[PROBLEM DESCRIPTION]
Write the line that includes "Pin each instance of the large" and all subsequent lines, exactly as written, and nothing more.

[MATERIAL FOR THE TASK]
------------------------------------------------------------------------
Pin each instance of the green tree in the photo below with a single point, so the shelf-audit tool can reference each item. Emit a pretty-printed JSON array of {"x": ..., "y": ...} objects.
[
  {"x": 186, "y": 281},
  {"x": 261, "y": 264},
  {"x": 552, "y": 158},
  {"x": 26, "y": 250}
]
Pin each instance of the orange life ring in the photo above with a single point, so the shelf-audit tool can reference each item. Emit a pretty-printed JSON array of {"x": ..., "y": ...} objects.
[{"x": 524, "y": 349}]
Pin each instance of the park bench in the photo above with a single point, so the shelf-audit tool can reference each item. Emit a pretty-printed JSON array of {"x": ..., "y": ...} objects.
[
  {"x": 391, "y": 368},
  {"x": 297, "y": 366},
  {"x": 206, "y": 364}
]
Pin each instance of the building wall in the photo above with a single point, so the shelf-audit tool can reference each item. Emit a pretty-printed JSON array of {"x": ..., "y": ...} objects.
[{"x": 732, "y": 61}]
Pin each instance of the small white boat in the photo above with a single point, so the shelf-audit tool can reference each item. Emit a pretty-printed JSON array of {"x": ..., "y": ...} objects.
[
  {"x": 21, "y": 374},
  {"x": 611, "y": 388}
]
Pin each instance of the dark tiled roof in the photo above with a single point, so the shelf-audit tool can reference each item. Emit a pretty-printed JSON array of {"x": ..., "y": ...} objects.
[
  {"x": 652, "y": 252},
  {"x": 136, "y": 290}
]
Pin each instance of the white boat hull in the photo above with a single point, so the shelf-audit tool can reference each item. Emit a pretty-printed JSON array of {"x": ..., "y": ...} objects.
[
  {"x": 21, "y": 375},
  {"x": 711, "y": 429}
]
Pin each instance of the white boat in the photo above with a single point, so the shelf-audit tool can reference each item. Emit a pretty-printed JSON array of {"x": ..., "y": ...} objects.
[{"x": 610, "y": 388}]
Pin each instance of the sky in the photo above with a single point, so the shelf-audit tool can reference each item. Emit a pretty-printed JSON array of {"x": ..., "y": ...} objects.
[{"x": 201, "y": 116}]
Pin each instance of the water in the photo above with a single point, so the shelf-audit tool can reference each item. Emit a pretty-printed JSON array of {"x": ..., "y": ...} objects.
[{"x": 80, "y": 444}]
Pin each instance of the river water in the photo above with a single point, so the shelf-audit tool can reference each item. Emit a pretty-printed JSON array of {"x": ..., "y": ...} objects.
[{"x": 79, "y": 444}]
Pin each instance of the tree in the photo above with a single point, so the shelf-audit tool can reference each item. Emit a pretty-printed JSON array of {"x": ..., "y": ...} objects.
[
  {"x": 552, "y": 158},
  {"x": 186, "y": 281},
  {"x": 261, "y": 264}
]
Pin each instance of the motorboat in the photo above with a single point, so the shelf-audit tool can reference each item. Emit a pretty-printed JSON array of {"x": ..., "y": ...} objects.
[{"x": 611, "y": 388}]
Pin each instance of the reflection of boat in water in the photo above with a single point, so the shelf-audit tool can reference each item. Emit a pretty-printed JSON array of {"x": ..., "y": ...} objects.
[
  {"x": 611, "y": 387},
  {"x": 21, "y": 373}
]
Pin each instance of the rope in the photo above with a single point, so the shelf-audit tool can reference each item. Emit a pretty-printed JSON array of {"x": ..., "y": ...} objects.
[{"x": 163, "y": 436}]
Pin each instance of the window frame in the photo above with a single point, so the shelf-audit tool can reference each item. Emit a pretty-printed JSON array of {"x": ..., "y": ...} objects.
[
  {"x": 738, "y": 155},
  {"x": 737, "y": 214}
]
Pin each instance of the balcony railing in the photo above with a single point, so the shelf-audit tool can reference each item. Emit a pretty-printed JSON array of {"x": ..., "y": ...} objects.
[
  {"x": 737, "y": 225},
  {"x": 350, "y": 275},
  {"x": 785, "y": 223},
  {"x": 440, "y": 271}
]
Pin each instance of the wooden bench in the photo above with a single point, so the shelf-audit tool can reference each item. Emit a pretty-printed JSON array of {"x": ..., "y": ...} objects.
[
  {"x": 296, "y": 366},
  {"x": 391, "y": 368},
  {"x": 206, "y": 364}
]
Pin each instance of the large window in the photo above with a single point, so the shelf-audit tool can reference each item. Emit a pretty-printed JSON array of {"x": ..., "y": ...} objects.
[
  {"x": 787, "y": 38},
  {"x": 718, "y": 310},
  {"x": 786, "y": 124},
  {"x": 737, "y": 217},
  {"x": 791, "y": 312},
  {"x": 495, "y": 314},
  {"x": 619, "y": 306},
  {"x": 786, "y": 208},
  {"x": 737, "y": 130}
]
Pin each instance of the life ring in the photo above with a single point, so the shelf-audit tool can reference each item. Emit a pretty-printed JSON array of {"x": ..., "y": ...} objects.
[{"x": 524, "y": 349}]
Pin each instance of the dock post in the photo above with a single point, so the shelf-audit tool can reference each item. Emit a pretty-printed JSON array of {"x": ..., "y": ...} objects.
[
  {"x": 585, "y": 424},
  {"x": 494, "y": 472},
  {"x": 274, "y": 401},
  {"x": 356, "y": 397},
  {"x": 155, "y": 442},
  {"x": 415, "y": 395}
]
------------------------------------------------------------------------
[ANSWER]
Pin each instance of the large window in the photo above with a single point, so the shelf-audit tool can reference each item. Emit a pretty-printed JSON array of {"x": ..., "y": ...} objects.
[
  {"x": 787, "y": 38},
  {"x": 718, "y": 310},
  {"x": 786, "y": 124},
  {"x": 737, "y": 217},
  {"x": 791, "y": 312},
  {"x": 495, "y": 314},
  {"x": 619, "y": 306},
  {"x": 786, "y": 208},
  {"x": 737, "y": 130}
]
Pin each instance of the life ring in the photo above with a single point, so the shelf-audit tool can reference each item. Emit a pretty-printed JSON array of {"x": ..., "y": ...} objects.
[{"x": 524, "y": 349}]
Pin each instance of the dock post in the photo above with a single point, so the shelf-audit tool can reference each item. Emit a pretty-printed JSON array of {"x": ..., "y": ...} objects.
[
  {"x": 585, "y": 424},
  {"x": 494, "y": 472},
  {"x": 274, "y": 401},
  {"x": 356, "y": 397},
  {"x": 155, "y": 442},
  {"x": 415, "y": 395}
]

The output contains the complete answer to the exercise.